* **What the task requires**: In the rows below, render the lines from the one containing "Pass-network tagging: label the john" through the one containing "[(252, 172)]", both included, as a JSON list of strings. Use one string per line and leave out blank lines.

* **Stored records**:
======

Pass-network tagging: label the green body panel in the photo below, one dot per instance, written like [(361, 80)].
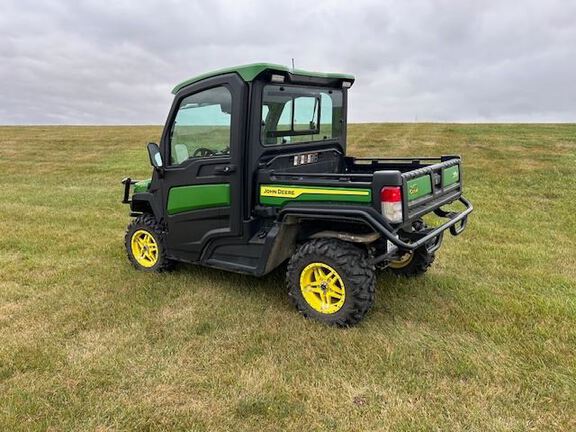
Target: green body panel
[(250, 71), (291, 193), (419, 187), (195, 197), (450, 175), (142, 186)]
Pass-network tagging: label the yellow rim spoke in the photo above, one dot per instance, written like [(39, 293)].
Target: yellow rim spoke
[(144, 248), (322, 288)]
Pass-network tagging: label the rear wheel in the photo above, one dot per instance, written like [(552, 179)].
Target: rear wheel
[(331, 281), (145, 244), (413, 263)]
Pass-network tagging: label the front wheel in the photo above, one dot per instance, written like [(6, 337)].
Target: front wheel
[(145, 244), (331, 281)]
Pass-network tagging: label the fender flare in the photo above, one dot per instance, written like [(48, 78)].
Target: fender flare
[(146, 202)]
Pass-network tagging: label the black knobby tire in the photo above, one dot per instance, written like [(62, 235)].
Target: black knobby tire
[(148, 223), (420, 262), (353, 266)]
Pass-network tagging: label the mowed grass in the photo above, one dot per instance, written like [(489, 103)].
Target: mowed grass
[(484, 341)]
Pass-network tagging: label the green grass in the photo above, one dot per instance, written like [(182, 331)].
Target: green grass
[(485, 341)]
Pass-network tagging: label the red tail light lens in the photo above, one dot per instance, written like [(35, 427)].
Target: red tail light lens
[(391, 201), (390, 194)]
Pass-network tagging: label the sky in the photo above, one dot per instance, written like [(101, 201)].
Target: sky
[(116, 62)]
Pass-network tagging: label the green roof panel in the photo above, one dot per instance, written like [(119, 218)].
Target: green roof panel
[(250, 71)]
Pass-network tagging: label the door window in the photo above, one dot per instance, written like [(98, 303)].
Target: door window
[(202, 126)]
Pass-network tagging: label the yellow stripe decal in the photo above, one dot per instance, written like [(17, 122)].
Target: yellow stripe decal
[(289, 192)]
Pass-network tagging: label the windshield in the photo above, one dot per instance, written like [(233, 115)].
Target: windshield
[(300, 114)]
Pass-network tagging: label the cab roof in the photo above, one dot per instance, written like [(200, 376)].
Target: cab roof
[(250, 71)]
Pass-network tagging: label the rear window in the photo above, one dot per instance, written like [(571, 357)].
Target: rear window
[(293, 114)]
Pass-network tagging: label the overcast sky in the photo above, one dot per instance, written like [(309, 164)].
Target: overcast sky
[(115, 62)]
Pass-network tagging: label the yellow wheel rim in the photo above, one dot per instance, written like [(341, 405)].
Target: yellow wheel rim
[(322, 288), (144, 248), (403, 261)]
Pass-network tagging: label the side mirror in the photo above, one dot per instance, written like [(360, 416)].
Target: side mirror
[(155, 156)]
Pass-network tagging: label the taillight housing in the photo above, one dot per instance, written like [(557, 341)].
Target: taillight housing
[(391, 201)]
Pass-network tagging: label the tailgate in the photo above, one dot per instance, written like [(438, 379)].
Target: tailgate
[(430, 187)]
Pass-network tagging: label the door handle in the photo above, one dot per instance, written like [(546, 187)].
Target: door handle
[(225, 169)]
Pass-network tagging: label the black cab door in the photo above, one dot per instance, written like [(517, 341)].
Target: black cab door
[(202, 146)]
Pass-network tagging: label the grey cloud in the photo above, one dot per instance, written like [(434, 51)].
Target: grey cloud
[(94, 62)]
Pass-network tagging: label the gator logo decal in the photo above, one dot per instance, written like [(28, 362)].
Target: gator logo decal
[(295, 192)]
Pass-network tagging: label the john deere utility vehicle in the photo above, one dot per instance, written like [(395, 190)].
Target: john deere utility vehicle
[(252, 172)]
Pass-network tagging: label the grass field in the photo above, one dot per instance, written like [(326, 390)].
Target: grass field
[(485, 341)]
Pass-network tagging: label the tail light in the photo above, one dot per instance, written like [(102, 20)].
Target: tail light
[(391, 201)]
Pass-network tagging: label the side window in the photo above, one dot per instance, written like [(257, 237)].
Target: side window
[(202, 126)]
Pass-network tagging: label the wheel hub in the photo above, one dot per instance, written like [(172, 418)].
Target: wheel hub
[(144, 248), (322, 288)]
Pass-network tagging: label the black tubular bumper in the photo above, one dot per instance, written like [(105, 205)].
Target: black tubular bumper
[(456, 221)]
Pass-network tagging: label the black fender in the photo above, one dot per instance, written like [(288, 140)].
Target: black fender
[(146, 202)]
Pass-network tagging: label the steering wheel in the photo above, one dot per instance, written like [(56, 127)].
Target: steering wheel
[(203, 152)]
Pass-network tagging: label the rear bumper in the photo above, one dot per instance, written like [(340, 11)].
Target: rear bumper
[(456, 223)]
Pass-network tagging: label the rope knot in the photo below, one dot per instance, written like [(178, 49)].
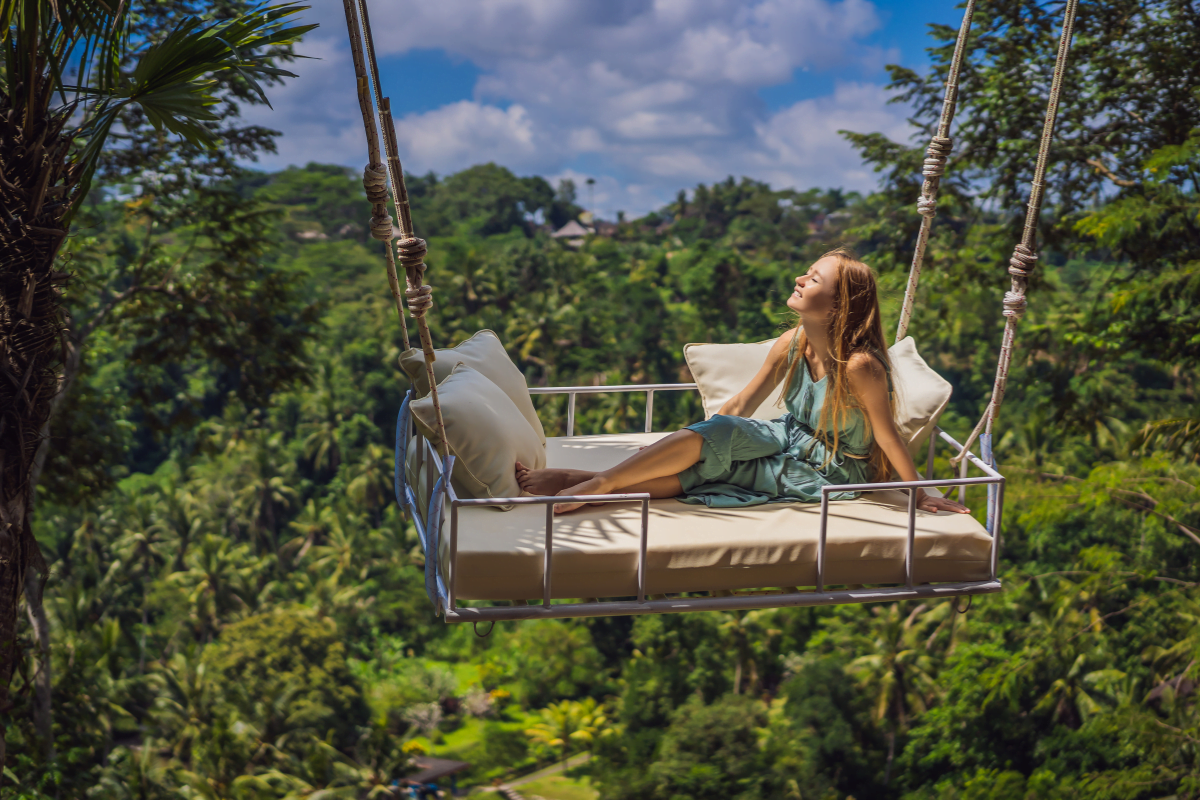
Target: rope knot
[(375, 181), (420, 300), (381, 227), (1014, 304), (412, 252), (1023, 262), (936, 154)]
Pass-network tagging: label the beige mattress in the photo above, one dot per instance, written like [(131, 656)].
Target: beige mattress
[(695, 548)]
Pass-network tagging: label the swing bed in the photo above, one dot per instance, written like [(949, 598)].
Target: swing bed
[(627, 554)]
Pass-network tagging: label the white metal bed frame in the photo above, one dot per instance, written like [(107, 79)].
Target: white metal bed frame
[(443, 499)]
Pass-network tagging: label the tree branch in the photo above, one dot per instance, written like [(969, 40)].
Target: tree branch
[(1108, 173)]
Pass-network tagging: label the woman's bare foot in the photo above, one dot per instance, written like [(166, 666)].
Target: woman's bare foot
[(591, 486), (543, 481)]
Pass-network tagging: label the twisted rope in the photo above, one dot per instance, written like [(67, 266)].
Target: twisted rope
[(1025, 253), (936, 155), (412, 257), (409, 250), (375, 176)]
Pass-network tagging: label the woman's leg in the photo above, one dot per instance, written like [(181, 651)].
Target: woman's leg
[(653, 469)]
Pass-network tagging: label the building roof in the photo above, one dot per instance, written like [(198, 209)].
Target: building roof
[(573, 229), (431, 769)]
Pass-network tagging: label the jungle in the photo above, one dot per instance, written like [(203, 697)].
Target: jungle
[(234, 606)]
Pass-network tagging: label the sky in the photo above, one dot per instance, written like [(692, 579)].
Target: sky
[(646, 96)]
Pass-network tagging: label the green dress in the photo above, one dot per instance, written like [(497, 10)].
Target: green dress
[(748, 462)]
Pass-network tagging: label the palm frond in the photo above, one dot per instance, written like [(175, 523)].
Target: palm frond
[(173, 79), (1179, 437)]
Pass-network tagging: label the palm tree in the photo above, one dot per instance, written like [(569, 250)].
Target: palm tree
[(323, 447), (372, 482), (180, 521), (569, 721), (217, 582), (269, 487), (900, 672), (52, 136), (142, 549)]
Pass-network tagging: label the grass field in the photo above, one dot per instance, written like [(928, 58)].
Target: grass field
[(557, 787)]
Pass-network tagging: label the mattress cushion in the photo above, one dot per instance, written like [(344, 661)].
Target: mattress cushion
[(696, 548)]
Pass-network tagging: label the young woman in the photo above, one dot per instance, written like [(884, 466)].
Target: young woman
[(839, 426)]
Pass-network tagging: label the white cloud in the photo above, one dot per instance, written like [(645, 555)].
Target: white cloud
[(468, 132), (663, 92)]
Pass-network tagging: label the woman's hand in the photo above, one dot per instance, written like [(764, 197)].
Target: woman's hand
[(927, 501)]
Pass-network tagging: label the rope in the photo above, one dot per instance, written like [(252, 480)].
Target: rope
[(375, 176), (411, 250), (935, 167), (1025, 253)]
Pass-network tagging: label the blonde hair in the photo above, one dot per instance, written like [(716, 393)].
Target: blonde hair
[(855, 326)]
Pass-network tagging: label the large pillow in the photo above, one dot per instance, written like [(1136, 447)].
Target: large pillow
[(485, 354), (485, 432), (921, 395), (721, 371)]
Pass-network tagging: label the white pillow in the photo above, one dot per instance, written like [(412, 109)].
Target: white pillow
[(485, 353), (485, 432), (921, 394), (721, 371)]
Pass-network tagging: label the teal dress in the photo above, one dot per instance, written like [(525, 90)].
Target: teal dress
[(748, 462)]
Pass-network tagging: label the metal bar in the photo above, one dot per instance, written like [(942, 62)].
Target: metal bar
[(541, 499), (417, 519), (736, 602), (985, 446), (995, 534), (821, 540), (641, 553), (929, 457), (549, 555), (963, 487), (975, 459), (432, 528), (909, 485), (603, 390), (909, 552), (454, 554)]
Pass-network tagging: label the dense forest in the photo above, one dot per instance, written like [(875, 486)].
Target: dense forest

======

* **Solution to the problem**:
[
  "Pass-network tagging: label the john deere utility vehicle in the photo above, one dot per instance, written like [(395, 190)].",
  "Target: john deere utility vehicle",
  "[(252, 172)]"
]